Pandas与SQL对比

作为一名数据分析师，平常用的最多的工具是SQL(包括MySQL和Hive SQL等)。对于存储在数据库中的数据，自然用SQL提取会比较方便，但有时我们会处理一些文本数据(txt,csv)，这个时候就不太好用SQL了。Python也是分析师常用的工具之一，尤其pandas更是一个数据分析的利器。虽然二者的语法，原理可能有很大差别，但在实现的功能上，他们有很多相通的地方，这里特进行一个总结，方便大家对比学习~

什么是 Pandas？

Pandas，即 Python 数据分析库（Python Data Analysis Library），是一个用于数据分析和处理的 Python 库。它是开源的，被 Anaconda 所支持。它特别适合结构化（表格化）数据。有关更多信息,请参考 pandas.pydata.org/pandas-docs。

使用它可以做什么？

之前您在 SQL 里面进行的查询数据以及其他各种操作，都可以由 Pandas 完成！

太好了！我要从哪里开始呢？

对于已经习惯于用 SQL 语句来处理数据问题的人来说，这是一个令人生畏的部分。

SQL 是一种 声明式编程语言：en.wikipedia.org/wiki/List_o…。

使用 SQL，你通过声明语句来声明想要的内容，这些声明读起来几乎就如同普通英文短句一样顺畅。

而 Pandas 的语法与 SQL 完全不同。在 Pandas 中，您对数据集进行处理，并将它们链在一起，以便按照您希望的方式进行转换和重构。

我们需要一本 phrasebook（常用语手册）！

剖析 SQL 查询

SQL 查询由几个重要的关键字组成。在这些关键字之间，添加您想要看到的具体数据。下面是一些没有具体数据的查询语句的框架：

SELECT… FROM… WHERE…

GROUP BY… HAVING…

ORDER BY…

LIMIT… OFFSET…

当然还有其他命令，但上面这些是最重要的。那么我们如何将这些命令在 Pandas 实现呢？

首先，我们需要向 Pandas 里面加载一些数据，因为它们还没有在数据库中。如下所示：

import pandas as pd

airports = pd.read_csv('data/airports.csv')
airport_freq = pd.read_csv('data/airport-frequencies.csv')
runways = pd.read_csv('data/runways.csv')

我的数据来自 ourairports.com/data/。

SELECT, WHERE, DISTINCT, LIMIT

这是一些 SELECT 语句。我们使用 LIMIT 来截取结果，使用 WHERE 来进行过滤筛选，使用 DISTINCT 去除重复的结果。

SQL	Pandas
select * from airports	airports
select * from airports limit 3	airports.head(3)
select id from airports where ident = 'KLAX'	airports[airports.ident == 'KLAX'].id
select distinct type from airport	airports.type.unique()

使用多个条件进行 SELECT 操作

我们将多个条件通过符号&组合在一起。如果我们只想要表格列中条件的子集条件，那么可以通过添加另外一对方括号来表示。

• 提供的信息:
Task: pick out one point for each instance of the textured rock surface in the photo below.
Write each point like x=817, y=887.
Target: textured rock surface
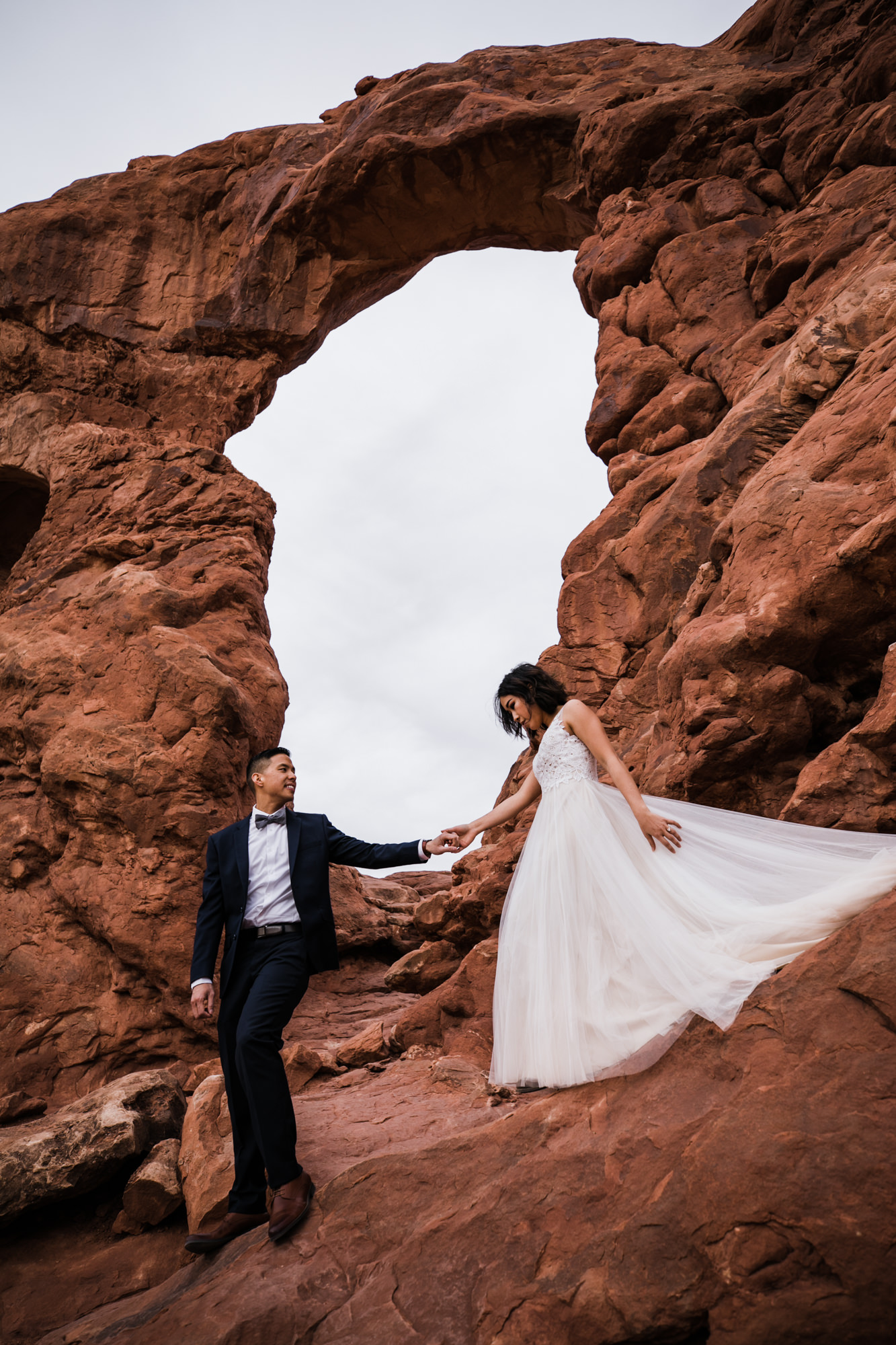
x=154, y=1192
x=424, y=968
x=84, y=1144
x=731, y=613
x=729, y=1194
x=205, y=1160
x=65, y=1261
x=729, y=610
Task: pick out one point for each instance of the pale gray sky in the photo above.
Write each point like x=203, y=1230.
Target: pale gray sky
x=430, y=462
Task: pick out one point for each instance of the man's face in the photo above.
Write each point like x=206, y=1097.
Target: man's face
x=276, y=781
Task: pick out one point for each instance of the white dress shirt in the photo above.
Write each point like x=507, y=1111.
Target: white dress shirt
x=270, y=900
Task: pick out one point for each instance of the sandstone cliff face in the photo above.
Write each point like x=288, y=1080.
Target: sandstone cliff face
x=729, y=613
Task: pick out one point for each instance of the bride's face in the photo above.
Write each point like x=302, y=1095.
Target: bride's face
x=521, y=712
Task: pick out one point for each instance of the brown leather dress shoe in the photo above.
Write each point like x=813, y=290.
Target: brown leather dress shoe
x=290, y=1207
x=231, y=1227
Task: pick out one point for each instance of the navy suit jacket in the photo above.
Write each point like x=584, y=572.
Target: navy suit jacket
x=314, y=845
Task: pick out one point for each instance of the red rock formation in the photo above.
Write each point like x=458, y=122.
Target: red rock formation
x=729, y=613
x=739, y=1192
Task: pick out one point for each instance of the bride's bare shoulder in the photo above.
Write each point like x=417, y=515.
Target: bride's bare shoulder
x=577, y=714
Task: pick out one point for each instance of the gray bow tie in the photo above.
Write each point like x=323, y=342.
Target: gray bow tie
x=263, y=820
---
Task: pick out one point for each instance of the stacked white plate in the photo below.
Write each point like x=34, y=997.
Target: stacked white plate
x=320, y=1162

• 目标 1: 请从上面的记录中逐字照抄从包含“Task: pick out one point for each instance of the stacked”的那一行到包含“x=320, y=1162”的那一行，首尾两行都要包括。
• 目标 2: 请接着关于 Pandas 与 SQL 对比的这篇文章，从它停下的地方往下写。

• 书面作答 1:
Task: pick out one point for each instance of the stacked white plate in the photo below.
Write each point like x=34, y=997.
Target: stacked white plate
x=320, y=1162

• 书面作答 2:
SQL	Pandas
select * from airports where iso_region = 'US-CA' and type = 'seaplane_base'	airports[(airports.iso_region == 'US-CA') & (airports.type == 'seaplane_base')]
select ident, name, municipality from airports where iso_region = 'US-CA' and type = 'large_airport'	airports[(airports.iso_region == 'US-CA') & (airports.type == 'large_airport')][['ident', 'name', 'municipality']]

ORDER BY（排序）

默认情况下，Pandas 会使用升序排序。如果要使用降序，请设置 asending=False。

SQL	Pandas
select * from airport_freq where airport_ident = 'KLAX' order by type	airport_freq[airport_freq.airport_ident == 'KLAX'].sort_values('type')
select * from airport_freq where airport_ident = 'KLAX' order by type desc	airport_freq[airport_freq.airport_ident == 'KLAX'].sort_values('type', ascending=False)

IN… NOT IN（包含……不包含）

我们知道了如何对值进行筛选，但如何对一个列表进行筛选呢，如同 SQL 的IN 语句那样？在 Pandas 中，.isin() 操作符的工作方式与 SQL 的IN相同。要使用否定条件，请使用 ~。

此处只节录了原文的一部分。